» Extrait cité:
━━━━━━━━━━━━━━━━

C’est dans un langage acerbe que l’ancien ministre de la Justice se prononce sur l’actualité sociopolitique guinéenne. Elhadj Salifou étanche Alpha Condé «pas plus un président qu’un chef de parti» et exprime également sa déception vis-à-vis de l’opposition.
Dans cette interview, il n’épargne pas non plus le Premier ministre Kassory Fofana «un vaniteux qui a renié ce qu’il a été».
Guinee360: Quelles sont vos impressions par rapport à ce qui se passe à la Cour constitutionnelle ?
Elhadj Salifou Sylla: Je sais qu’il y a eu un précédent au mois de mars dernier à l’occasion du remplacement des 3 conseillers. J’ai été l’un des ceux qui se sont opposés à leur motion contre le président de la Cour constitutionnelle a l’époque. J’ai dit que ce n’était pas fondé et pas conforme ni à la lettre, ni à l’esprit de la Constitution. Finalement, le président de la Cour est restée en place. Mais je constate que ce n’était qu’un répit et qu’ils seraient revenus à la charge contre lui.
Pourquoi cet acharnement contre Kelefa Sall?
On ne veut le voir là parce qu’il ne faut pas que les gens oublient que le président de la Cour constitutionnelle a un certain rôle important quand il s’agit des velléités de changement de Constitution. Or, je crois que ces velléités existent à l’heure actuelle. Lors de l’investiture du président de la République, le président de la Cour, Kelefa Sall avait mis en garde contre « les sirènes révisionnistes». Ce discours n’a pas plu et il est dans le collimateur depuis ce temps. J’ai l’impression que c’est quelqu’un qui ne va pas revenir sur cette parole. Donc, il faut qu’on l’expulse de la présidence de la Cour. Et pour ça, on utilise les autres membres de la Cour. Cette cour constitutionnelle est un scandale pour ce pays. C’est une haute juridiction qui devrait être composée de gens de haute stature morale. Malheureusement, ce n’est pas le cas et j’ai l’impression qu’on a mis n’importe qui dans cette Cour constitutionnelle. Elle va de scandale en scandale. Jamais je n’ai vu de ma vie une Cour exposée aux spectacles publiques comme cette Cour le fait. Depuis que cette Cour est en place, on va de crise en crise entre le président et les autres membres soit pour question d’argent ou autre. C’est une catastrophe pour le pays.
Est-ce ce que cette motion défiance contre le président Kelefa Sall est légale?

━━━━━━━━━━━━━━━━

» Données fournies:
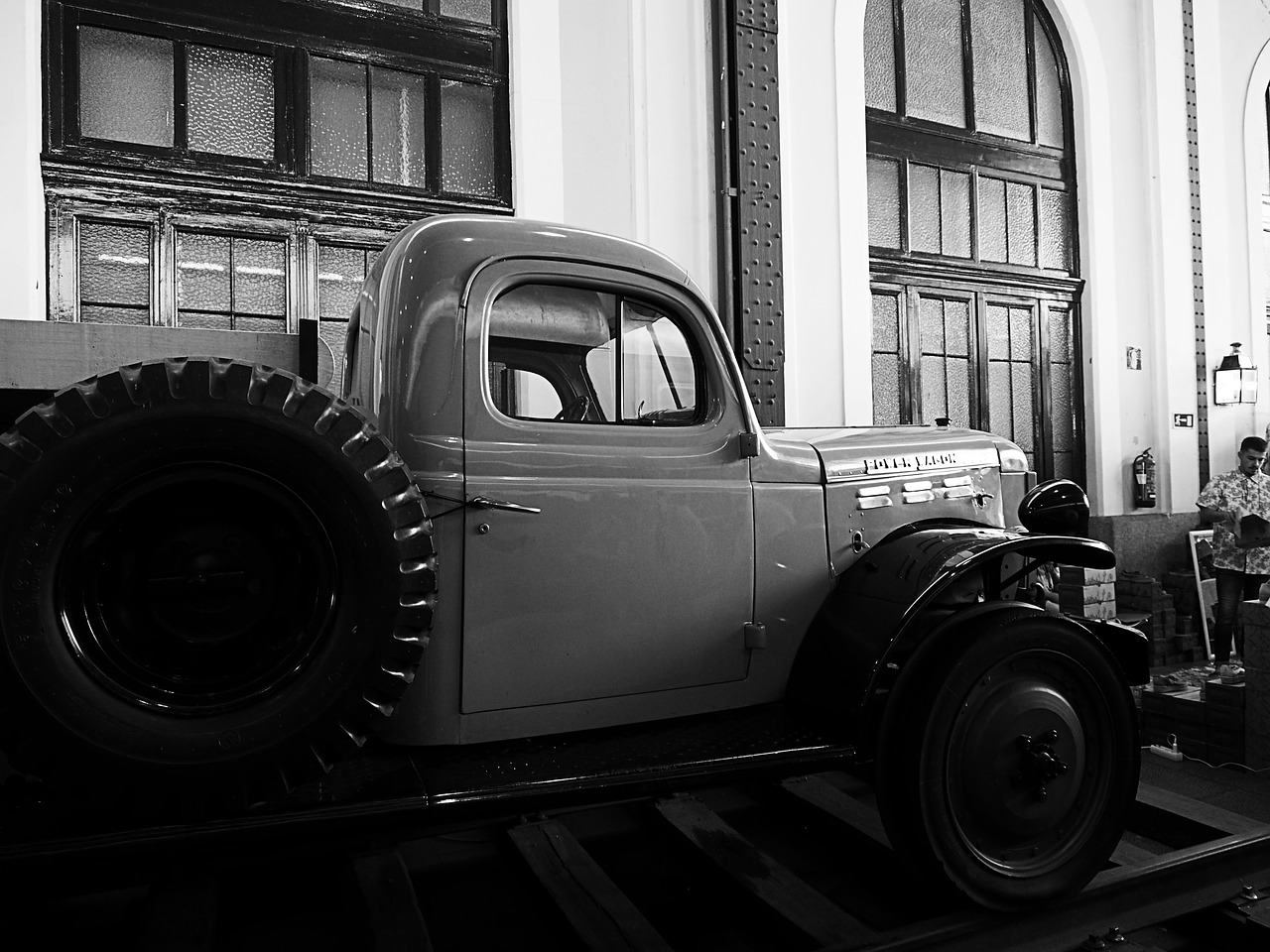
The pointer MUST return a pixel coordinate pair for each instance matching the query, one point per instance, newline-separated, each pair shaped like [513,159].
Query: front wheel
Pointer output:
[1008,761]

━━━━━━━━━━━━━━━━

» Exercice court:
Relevez chaque personne désignée par son nom dans l'extrait cité, sous la forme la plus complète qu'il en donne.

» Corrigé:
- Alpha Condé
- Elhadj Salifou Sylla
- Kassory Fofana
- Kelefa Sall